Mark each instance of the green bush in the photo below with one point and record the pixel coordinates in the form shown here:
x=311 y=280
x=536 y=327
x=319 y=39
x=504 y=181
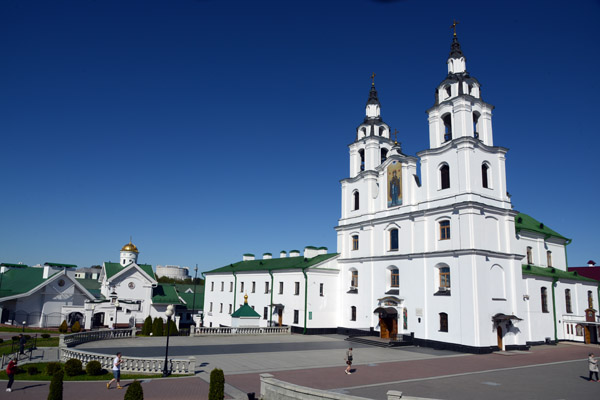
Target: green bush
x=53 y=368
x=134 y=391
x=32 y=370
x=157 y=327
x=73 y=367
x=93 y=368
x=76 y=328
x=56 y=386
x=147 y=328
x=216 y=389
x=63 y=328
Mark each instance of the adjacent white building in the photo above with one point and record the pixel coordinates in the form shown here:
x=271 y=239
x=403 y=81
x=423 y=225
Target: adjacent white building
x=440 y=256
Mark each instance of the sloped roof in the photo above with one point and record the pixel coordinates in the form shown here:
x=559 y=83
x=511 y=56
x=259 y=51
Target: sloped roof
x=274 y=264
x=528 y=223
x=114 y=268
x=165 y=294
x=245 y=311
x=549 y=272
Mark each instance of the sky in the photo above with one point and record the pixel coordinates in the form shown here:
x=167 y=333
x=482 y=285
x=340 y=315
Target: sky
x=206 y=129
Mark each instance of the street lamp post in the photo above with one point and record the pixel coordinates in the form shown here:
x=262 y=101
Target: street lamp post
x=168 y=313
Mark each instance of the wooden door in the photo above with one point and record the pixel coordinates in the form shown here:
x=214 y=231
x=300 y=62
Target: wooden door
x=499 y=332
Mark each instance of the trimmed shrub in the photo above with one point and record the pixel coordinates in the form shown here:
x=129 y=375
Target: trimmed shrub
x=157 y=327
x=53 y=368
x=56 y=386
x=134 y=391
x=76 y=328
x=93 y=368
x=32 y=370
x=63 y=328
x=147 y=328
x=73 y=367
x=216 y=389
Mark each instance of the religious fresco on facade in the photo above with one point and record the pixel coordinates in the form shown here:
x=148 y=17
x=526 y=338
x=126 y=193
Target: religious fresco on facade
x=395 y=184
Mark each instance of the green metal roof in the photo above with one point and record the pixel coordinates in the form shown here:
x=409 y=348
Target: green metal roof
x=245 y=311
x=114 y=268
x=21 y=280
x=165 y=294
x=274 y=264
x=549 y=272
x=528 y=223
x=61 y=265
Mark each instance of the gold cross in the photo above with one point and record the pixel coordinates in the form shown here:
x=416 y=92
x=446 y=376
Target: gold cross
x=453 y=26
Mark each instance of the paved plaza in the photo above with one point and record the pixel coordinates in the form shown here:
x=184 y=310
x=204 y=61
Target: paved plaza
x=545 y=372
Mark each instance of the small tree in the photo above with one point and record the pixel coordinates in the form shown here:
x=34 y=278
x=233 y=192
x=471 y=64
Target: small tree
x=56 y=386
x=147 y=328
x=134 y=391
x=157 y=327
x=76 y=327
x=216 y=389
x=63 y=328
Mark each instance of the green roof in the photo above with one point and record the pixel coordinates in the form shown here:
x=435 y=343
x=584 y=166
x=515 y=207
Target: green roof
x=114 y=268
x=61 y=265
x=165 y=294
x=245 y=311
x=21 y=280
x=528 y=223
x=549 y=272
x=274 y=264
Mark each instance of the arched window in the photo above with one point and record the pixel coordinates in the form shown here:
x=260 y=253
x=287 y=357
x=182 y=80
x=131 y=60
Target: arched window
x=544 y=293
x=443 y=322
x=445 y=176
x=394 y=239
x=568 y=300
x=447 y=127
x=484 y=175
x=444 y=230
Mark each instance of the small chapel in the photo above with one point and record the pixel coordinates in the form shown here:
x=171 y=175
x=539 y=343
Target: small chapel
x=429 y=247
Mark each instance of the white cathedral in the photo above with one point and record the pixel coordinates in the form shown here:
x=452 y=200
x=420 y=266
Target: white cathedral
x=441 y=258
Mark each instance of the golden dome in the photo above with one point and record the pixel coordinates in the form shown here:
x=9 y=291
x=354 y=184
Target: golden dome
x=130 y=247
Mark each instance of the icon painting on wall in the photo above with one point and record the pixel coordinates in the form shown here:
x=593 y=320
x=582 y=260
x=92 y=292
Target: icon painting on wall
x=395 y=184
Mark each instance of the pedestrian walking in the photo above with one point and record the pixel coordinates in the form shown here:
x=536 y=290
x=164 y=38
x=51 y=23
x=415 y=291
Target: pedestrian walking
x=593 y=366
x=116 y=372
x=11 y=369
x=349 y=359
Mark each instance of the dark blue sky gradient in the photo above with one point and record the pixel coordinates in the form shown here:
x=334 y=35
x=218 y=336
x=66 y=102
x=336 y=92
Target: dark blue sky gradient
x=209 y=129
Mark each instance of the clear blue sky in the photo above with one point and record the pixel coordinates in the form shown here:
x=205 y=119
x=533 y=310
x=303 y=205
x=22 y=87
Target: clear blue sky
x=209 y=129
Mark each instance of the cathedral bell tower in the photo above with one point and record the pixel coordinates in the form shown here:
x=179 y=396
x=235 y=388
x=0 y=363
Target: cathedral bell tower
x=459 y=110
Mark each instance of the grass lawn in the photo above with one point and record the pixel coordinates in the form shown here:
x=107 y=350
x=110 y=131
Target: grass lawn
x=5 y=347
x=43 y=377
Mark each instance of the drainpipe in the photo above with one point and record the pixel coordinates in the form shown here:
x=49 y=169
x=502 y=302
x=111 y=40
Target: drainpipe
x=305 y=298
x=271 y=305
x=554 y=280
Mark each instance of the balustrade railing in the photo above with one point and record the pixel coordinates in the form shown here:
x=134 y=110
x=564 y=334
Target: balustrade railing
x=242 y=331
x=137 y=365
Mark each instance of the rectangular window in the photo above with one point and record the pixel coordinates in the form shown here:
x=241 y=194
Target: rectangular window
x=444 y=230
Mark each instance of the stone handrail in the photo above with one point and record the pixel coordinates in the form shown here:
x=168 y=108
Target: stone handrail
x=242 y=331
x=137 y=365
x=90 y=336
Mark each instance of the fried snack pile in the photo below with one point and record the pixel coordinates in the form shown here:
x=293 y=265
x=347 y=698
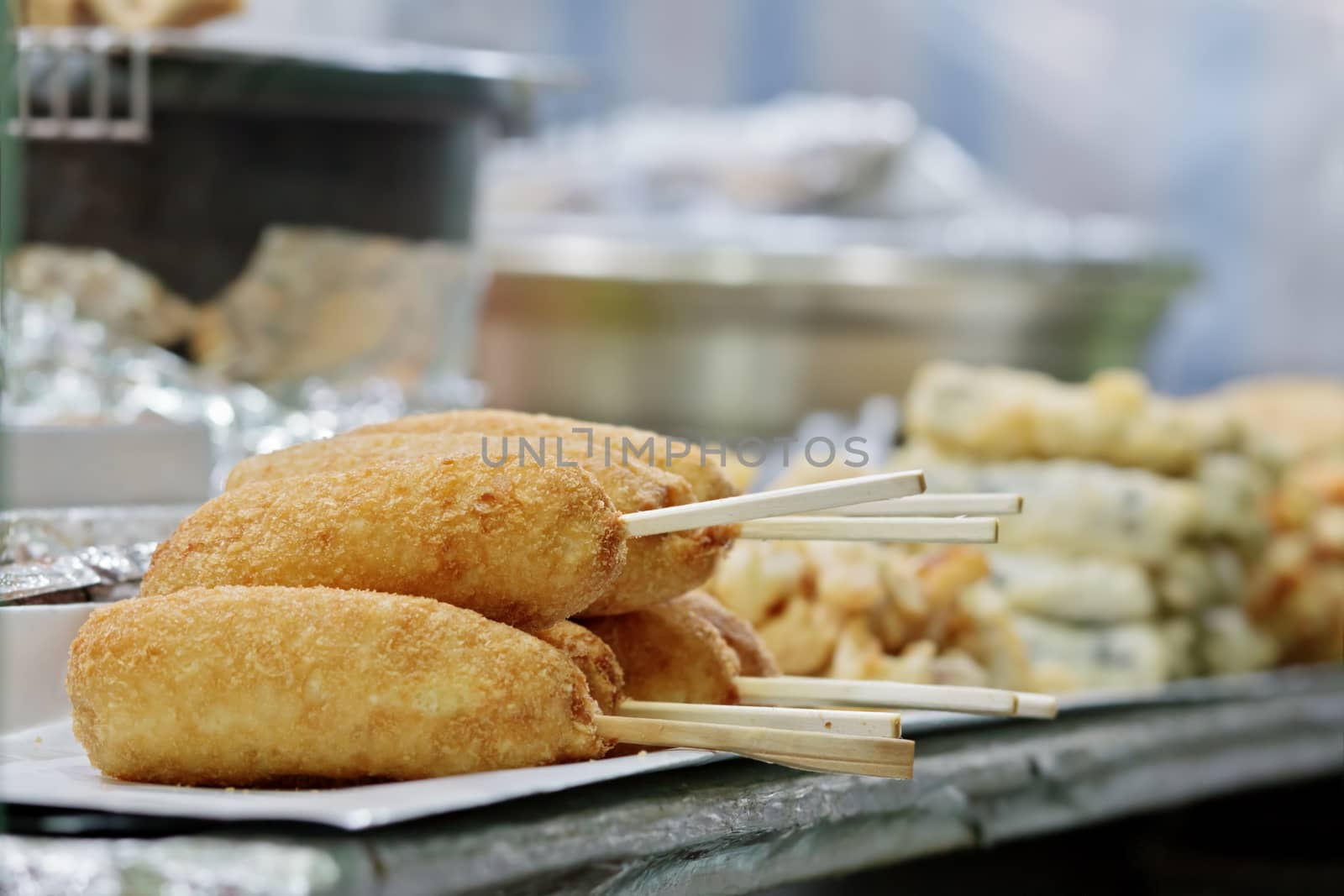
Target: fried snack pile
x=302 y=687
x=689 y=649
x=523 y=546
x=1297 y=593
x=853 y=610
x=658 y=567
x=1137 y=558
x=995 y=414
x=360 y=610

^^^^^^^^

Reproduce all of the records above word for word, leaving out the pictures.

• **COMPLETE RESPONSE**:
Mark each instance of the green bush in the photo below with one point and record the pixel coordinates in the form shown here:
x=311 y=280
x=536 y=327
x=319 y=39
x=504 y=181
Target: green bush
x=53 y=368
x=134 y=391
x=32 y=370
x=157 y=327
x=73 y=367
x=93 y=368
x=76 y=328
x=56 y=386
x=147 y=328
x=216 y=389
x=63 y=328
Mark each instance of the adjacent white building in the photo above with one point and record the pixel coordinates in the form shown here:
x=271 y=239
x=403 y=81
x=423 y=225
Target: adjacent white building
x=440 y=256
Mark each instance of the sloped roof in the photo above with one point and record the pixel coordinates in the form shown here:
x=559 y=83
x=511 y=56
x=259 y=51
Target: sloped roof
x=274 y=264
x=528 y=223
x=114 y=268
x=165 y=294
x=245 y=311
x=549 y=272
Mark each instance of the sky in the photo above with one point and record the pixel coordinates in the form shown here:
x=167 y=333
x=482 y=285
x=340 y=315
Target: sky
x=206 y=129
Mark each instance of the street lamp post in the photo above with one point and record the pixel coordinates in the form shown here:
x=262 y=101
Target: street lamp post
x=168 y=313
Mark each instance of the wooden door in the photo above with one point and record the pixel coordinates in the form shown here:
x=214 y=231
x=300 y=62
Target: wooden door
x=499 y=332
Mark each instance of the trimmed shrub in the photo above with one point and record the pixel coordinates in the form shown here:
x=129 y=375
Target: trimmed shrub
x=157 y=327
x=53 y=368
x=56 y=386
x=134 y=391
x=76 y=328
x=93 y=368
x=32 y=370
x=63 y=328
x=147 y=328
x=73 y=367
x=216 y=389
Mark each instance of the religious fresco on facade in the photo above with one point and record the pixel coordinates in the form shown here:
x=148 y=17
x=526 y=338
x=126 y=193
Target: religious fresco on facade
x=395 y=184
Mark each instance of the green metal roof in the photo above with one point and record the pixel coordinates in the form shown here:
x=409 y=348
Target: green metal roof
x=245 y=311
x=114 y=268
x=21 y=280
x=165 y=294
x=274 y=264
x=549 y=272
x=528 y=223
x=61 y=265
Mark each instance of the gold cross in the photo above with one point and record the pixel coordinates in the form shown here:
x=416 y=92
x=446 y=376
Target: gold cross
x=453 y=26
Mark each instance of the paved plaza in the photo above with one point and record the pixel coordinates in the form shown here:
x=184 y=310
x=204 y=61
Target: paved plaza
x=545 y=372
Mark each instance of the small tree in the photo above with one point and record the pixel coordinates in the form shown here:
x=34 y=278
x=233 y=192
x=471 y=64
Target: small tree
x=56 y=386
x=147 y=328
x=134 y=391
x=157 y=327
x=76 y=327
x=216 y=389
x=63 y=328
Mark each instance of the green roof in the photo above with one point and record the pixel coordinates in the form shown here:
x=435 y=343
x=584 y=166
x=515 y=207
Target: green roof
x=114 y=268
x=61 y=265
x=165 y=294
x=245 y=311
x=21 y=280
x=528 y=223
x=549 y=272
x=274 y=264
Mark each instance of the arched window in the photo above with one point and record the pixel coordinates in the form shown here:
x=260 y=253
x=287 y=357
x=182 y=80
x=131 y=60
Target: arched window
x=544 y=293
x=443 y=322
x=445 y=176
x=394 y=239
x=568 y=300
x=447 y=127
x=484 y=175
x=444 y=230
Mark each instance of the small chapel in the photo above with one point and record the pixel coordinates in the form shown here:
x=171 y=175
x=539 y=343
Target: small chapel
x=429 y=247
Mark each instance of the white cathedral in the photo above with one point and record the pixel coordinates in the form shown here:
x=452 y=200
x=420 y=266
Target: white cathedral
x=441 y=258
Mark each instance of the golden dome in the photo above with one point and record the pixel coordinates in the form shown here:
x=9 y=291
x=354 y=184
Target: golden dome
x=130 y=247
Mark each instance of the icon painting on wall in the photo above with one point and record the pixel coordinates in the form shown here:
x=593 y=320
x=582 y=260
x=92 y=292
Target: icon painting on wall
x=395 y=184
Mark each instance of the pedestrian walking in the photo above with one point and record the pixel coordinates in the form shown here:
x=536 y=290
x=164 y=38
x=51 y=23
x=415 y=291
Target: pedestrian walking
x=593 y=366
x=116 y=372
x=11 y=369
x=349 y=359
Mark each instance of the dark blue sky gradient in the photo above with one point and record the pixel coordinates in the form shown here:
x=334 y=35
x=218 y=336
x=66 y=102
x=336 y=92
Target: dark blue sky gradient
x=209 y=129
Mark each instance of the clear blue sky in the photo above with one point and record the pixel coordinates in the form shown here:
x=205 y=119
x=533 y=310
x=303 y=205
x=22 y=87
Target: clear blue sky
x=209 y=129
Mark each instance of the cathedral bell tower in the photo above with one point and record the pixel coordinates in the form shown here:
x=179 y=396
x=235 y=388
x=0 y=363
Target: cathedral bell tower
x=459 y=110
Mark each instance of the grass lawn in the photo above with one point and record the pixel coordinates in the form shown here:
x=107 y=350
x=110 y=131
Target: grass lawn
x=5 y=347
x=43 y=377
Mark each instance of the drainpipe in the photo above with one point and record the pixel coordinates in the form shown here:
x=49 y=169
x=502 y=302
x=111 y=40
Target: drainpipe
x=305 y=298
x=271 y=305
x=554 y=280
Mark each instance of the balustrade railing in the photo above with one point and record the pixel coordinates in the form shown here:
x=134 y=110
x=564 y=334
Target: balustrade railing
x=242 y=331
x=137 y=365
Mark each instance of the rectangular window in the photo above with one point and record the pixel coordinates in the form shown here:
x=241 y=194
Target: rectangular window
x=444 y=230
Mark each instance of the stone handrail in the photo above with one point and record the pixel coordinates in the form shown here:
x=168 y=108
Target: stone handrail
x=242 y=331
x=137 y=365
x=90 y=336
Mark each instance of the fried snack pile in the photo below with one point and record the pixel coordinates in the form shown here:
x=293 y=265
x=347 y=698
Target: fried snack pile
x=302 y=687
x=689 y=649
x=523 y=546
x=1297 y=593
x=853 y=610
x=658 y=567
x=1137 y=558
x=995 y=414
x=360 y=610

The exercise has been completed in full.